**Prompt A**
How would you say this sentence from the forum post about solar timelapse in French: "During the time of this video, a bunch of clouds moved in and also the sun was getting behind some tree branches."

**Given passage**
(begin)

Jump to content

  •  

CNers have asked about a donation box for Cloudy Nights over the years, so here you go. Donation is not required by any means, so please enjoy your stay.

Photo

SeeStar (and others) for solar timelapse

  • Please log in to reply
88 replies to this topic

#1 jprideaux

jprideaux

    Vanguard

  • -----
  • topic starter
  • Posts: 2,429
  • Joined: 06 May 2018
  • Loc: Richmond, VA

Posted 09 December 2023 - 02:43 PM

With the upcoming solar Eclipse in April of 2024, now is good time to start to think about equipment for taking pictures of the moon moving across the sun.

 

In the smart telescope offerings, the SeeStar in one candidate since it can take a timelapse video while in solar mode.

 

Note that it will typically take the sun 2 and half hours from the first contact where the moon first starts to cut into the sun until the last contact where the moon totally exists the sun so a time-lapse that covers this entire period would need to go for at least 2.5 hours.

 

As a first experiment, today I set-up my SeeStar on the sun and did a time-lapse for around 2 hours with taking an image every 60 seconds.  

This resulted in a 4-second video with 30 frames/sec.  The video would have been longer with more frames if I had chosen to take the images after fewer seconds.

 

You can see the video at this link..

 

During the time of this video, a bunch of clouds moved in and also the sun was getting behind some tree branches.

 

One issue is that the SeeStar did not track the sun very well and it started to go out of the FOV.  This will be frustrating for the actual eclipse.

 

Has anyone tried this?   I'm wondering if I am doing something wrong or not optimally setting things up.  

 

Or would the SeeStar simply not have the tracking precision needed to keep the sun in the FOV for such a long time-lapse?

 

The sun was too far down to try my Dwarf2 after the above experiment but with some indoor testing I did have have some success with first getting into video mode and initiate tracking on my face and then switch over to time-lapse mode and started a time-lapse and it continued to track my face as I slowly moved around.

I will try the same on the sun tomorrow for a couple hours if the weather cooperates to see if the Dwarf2 will track the sun this way in time-lapse-mode.


Edited by jprideaux, 09 December 2023 - 03:32 PM.

(end)

**Supplied material**
(begin)

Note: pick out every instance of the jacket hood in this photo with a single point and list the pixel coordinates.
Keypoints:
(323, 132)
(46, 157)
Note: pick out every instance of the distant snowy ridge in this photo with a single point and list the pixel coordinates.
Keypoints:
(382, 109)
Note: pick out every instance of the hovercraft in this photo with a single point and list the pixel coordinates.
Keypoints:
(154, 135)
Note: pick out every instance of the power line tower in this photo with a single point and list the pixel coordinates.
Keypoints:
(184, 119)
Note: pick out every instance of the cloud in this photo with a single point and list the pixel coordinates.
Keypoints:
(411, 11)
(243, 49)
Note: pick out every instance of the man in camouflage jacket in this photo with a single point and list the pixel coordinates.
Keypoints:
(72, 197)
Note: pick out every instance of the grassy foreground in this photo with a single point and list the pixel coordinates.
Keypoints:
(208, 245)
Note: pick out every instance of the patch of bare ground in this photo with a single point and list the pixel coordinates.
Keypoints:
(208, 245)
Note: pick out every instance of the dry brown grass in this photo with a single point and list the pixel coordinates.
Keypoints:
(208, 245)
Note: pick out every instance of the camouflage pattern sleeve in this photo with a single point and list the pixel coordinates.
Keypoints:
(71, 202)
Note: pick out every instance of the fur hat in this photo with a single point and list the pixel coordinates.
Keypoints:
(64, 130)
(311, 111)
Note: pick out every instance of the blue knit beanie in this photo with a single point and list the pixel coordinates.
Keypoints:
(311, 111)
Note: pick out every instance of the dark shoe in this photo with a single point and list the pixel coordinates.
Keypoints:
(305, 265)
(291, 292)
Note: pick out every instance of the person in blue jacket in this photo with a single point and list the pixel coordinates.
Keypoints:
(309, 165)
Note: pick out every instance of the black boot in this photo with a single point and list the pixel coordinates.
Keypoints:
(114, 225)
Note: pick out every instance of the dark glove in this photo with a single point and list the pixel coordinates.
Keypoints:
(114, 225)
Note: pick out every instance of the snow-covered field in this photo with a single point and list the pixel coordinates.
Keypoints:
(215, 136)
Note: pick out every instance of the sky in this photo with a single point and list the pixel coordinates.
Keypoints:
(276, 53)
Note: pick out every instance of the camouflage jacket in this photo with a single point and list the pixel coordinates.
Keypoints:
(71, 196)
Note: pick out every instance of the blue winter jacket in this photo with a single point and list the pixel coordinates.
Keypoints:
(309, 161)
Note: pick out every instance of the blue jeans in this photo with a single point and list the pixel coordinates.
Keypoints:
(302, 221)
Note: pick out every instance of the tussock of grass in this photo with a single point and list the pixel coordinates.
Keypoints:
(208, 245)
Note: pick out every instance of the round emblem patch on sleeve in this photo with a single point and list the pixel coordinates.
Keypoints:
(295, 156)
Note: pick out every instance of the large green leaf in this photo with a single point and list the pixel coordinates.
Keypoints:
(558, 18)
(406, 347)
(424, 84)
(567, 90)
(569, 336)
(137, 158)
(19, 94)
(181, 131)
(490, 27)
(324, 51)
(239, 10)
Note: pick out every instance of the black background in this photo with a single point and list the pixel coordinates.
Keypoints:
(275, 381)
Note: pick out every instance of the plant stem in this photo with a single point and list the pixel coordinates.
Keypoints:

(end)

**Prompt B**
Could you rescale the stretch of rows from the line containing "Note: pick out every instance of the large" through the end of the rows, repeating every line including the requests? Multiply each pixel coordinate in the answers by 1.5 and round to whole numbers, with halves rounding up.

**Written answer A**
Pendant la durée de cette vidéo, beaucoup de nuages sont arrivés et le soleil passait aussi derrière des branches d'arbres.

**Written answer B**
Note: pick out every instance of the large green leaf in this photo with a single point and list the pixel coordinates.
Keypoints:
(837, 27)
(609, 521)
(636, 126)
(851, 135)
(854, 504)
(206, 237)
(29, 141)
(272, 197)
(735, 41)
(486, 77)
(359, 15)
Note: pick out every instance of the black background in this photo with a single point and list the pixel coordinates.
Keypoints:
(413, 572)
Note: pick out every instance of the plant stem in this photo with a single point and list the pixel coordinates.
Keypoints:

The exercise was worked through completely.